▶ [PROBLEM STATEMENT]: Images are to be excluded from the copy, and the records below reproduced word for word.

[[ DATA TO PROCESS, beginning ]]

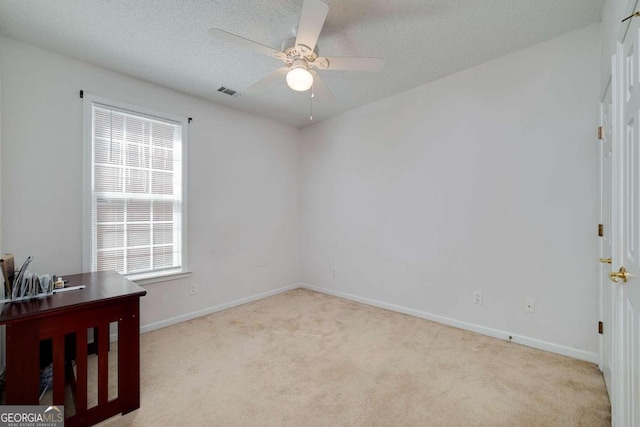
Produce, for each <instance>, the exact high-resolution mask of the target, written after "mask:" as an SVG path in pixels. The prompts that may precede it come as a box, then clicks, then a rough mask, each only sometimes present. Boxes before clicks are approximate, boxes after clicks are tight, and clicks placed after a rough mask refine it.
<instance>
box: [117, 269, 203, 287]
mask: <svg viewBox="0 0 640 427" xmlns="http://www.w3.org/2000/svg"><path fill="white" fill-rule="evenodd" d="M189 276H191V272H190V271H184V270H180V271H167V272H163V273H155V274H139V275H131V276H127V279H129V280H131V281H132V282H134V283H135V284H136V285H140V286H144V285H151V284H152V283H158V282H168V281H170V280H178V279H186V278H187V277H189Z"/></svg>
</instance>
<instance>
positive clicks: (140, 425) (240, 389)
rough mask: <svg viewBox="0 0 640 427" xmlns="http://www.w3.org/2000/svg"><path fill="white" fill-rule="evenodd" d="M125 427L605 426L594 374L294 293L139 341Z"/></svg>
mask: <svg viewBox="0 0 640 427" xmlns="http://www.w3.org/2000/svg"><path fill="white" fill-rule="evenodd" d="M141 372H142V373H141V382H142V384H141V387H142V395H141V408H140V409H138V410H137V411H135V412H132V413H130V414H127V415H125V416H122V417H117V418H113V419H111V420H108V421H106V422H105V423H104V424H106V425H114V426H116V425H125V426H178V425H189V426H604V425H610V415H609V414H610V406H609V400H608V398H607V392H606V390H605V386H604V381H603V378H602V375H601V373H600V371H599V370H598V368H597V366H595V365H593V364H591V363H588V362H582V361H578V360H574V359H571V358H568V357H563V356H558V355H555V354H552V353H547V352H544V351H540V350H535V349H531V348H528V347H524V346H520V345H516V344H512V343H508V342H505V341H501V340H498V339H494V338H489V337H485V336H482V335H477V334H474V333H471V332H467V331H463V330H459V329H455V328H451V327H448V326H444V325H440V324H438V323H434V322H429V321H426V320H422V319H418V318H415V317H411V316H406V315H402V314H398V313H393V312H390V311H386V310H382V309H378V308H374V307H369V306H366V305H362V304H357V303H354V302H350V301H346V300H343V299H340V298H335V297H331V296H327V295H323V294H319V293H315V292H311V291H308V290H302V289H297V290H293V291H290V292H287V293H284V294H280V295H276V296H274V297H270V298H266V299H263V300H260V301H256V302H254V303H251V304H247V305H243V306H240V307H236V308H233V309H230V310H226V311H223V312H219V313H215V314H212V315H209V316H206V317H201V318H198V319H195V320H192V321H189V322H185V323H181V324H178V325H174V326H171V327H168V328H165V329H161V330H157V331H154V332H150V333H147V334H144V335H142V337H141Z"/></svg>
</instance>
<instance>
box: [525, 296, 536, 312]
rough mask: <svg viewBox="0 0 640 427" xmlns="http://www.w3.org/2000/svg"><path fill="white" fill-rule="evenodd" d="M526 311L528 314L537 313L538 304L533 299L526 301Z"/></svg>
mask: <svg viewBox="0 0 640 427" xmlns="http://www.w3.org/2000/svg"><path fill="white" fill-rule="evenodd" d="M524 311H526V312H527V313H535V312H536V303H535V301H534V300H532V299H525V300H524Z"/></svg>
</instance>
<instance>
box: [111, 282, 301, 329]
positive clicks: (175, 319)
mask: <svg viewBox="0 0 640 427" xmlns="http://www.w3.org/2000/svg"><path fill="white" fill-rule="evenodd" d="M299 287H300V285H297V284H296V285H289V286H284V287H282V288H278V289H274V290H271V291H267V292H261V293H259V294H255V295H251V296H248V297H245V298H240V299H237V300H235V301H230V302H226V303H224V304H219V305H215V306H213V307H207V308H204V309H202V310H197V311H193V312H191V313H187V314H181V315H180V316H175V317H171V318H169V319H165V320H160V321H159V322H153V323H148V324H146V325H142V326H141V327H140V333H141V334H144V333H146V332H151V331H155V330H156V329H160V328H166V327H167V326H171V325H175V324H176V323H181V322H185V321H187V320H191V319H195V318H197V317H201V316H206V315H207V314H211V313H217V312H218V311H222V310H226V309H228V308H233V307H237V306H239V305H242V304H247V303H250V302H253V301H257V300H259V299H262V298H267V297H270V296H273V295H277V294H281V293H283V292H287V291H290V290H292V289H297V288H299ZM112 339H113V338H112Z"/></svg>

[[ DATA TO PROCESS, end ]]

▶ [ANSWER TO THIS PROBLEM]:
Produce, for each <instance>, the exact high-resolution mask of the target, written after "mask:" as an SVG path in pixels. The prompts that may precede it come as a box, then clicks, then a rough mask, each only sometimes present. Boxes before clicks are approximate, boxes after clicks are tight, and clicks placed after a rough mask refine it.
<instance>
box: [117, 269, 203, 287]
mask: <svg viewBox="0 0 640 427" xmlns="http://www.w3.org/2000/svg"><path fill="white" fill-rule="evenodd" d="M189 276H191V272H190V271H184V270H180V271H167V272H163V273H155V274H139V275H131V276H127V279H129V280H131V281H132V282H134V283H135V284H136V285H140V286H144V285H151V284H152V283H158V282H168V281H170V280H178V279H186V278H187V277H189Z"/></svg>
</instance>
<instance>
positive clicks: (140, 425) (240, 389)
rough mask: <svg viewBox="0 0 640 427" xmlns="http://www.w3.org/2000/svg"><path fill="white" fill-rule="evenodd" d="M125 427L605 426L594 374L294 293L139 341Z"/></svg>
mask: <svg viewBox="0 0 640 427" xmlns="http://www.w3.org/2000/svg"><path fill="white" fill-rule="evenodd" d="M141 372H142V373H141V382H142V384H141V387H142V395H141V408H140V409H138V410H137V411H135V412H132V413H130V414H127V415H125V416H122V417H117V418H113V419H111V420H108V421H106V422H105V423H104V424H106V425H114V426H116V425H125V426H178V425H189V426H604V425H610V415H609V414H610V406H609V400H608V398H607V392H606V390H605V386H604V381H603V378H602V375H601V373H600V371H599V370H598V368H597V366H595V365H593V364H591V363H588V362H582V361H578V360H574V359H571V358H568V357H563V356H558V355H555V354H552V353H547V352H544V351H540V350H535V349H531V348H528V347H524V346H520V345H516V344H512V343H508V342H505V341H501V340H498V339H494V338H489V337H485V336H482V335H477V334H474V333H471V332H467V331H463V330H459V329H455V328H451V327H448V326H444V325H440V324H438V323H434V322H429V321H426V320H422V319H418V318H415V317H411V316H406V315H402V314H398V313H393V312H390V311H386V310H382V309H378V308H374V307H369V306H366V305H362V304H357V303H354V302H350V301H346V300H343V299H340V298H335V297H331V296H327V295H323V294H319V293H315V292H311V291H308V290H302V289H297V290H293V291H290V292H287V293H284V294H280V295H276V296H274V297H270V298H266V299H263V300H260V301H256V302H254V303H251V304H247V305H243V306H240V307H236V308H233V309H230V310H226V311H223V312H219V313H215V314H212V315H209V316H206V317H201V318H198V319H195V320H192V321H189V322H185V323H181V324H178V325H174V326H171V327H168V328H165V329H161V330H157V331H154V332H150V333H147V334H144V335H142V337H141Z"/></svg>
</instance>
<instance>
box: [525, 296, 536, 312]
rough mask: <svg viewBox="0 0 640 427" xmlns="http://www.w3.org/2000/svg"><path fill="white" fill-rule="evenodd" d="M526 311L528 314L537 313L538 304L533 299L526 301Z"/></svg>
mask: <svg viewBox="0 0 640 427" xmlns="http://www.w3.org/2000/svg"><path fill="white" fill-rule="evenodd" d="M524 311H526V312H527V313H535V312H536V303H535V301H534V300H532V299H525V300H524Z"/></svg>
</instance>
<instance>
box: [111, 282, 301, 329]
positive clicks: (175, 319)
mask: <svg viewBox="0 0 640 427" xmlns="http://www.w3.org/2000/svg"><path fill="white" fill-rule="evenodd" d="M299 287H300V285H297V284H296V285H289V286H284V287H282V288H278V289H274V290H271V291H267V292H261V293H259V294H255V295H251V296H248V297H245V298H240V299H237V300H235V301H230V302H226V303H224V304H219V305H215V306H213V307H207V308H204V309H202V310H197V311H193V312H191V313H187V314H181V315H180V316H175V317H171V318H169V319H165V320H160V321H159V322H153V323H148V324H146V325H142V326H141V327H140V333H141V334H144V333H146V332H151V331H155V330H156V329H160V328H166V327H167V326H171V325H175V324H176V323H181V322H185V321H187V320H191V319H195V318H197V317H201V316H206V315H207V314H211V313H217V312H218V311H222V310H226V309H228V308H233V307H237V306H239V305H242V304H247V303H250V302H253V301H257V300H259V299H262V298H267V297H270V296H273V295H277V294H281V293H283V292H287V291H290V290H292V289H297V288H299ZM112 339H113V338H112Z"/></svg>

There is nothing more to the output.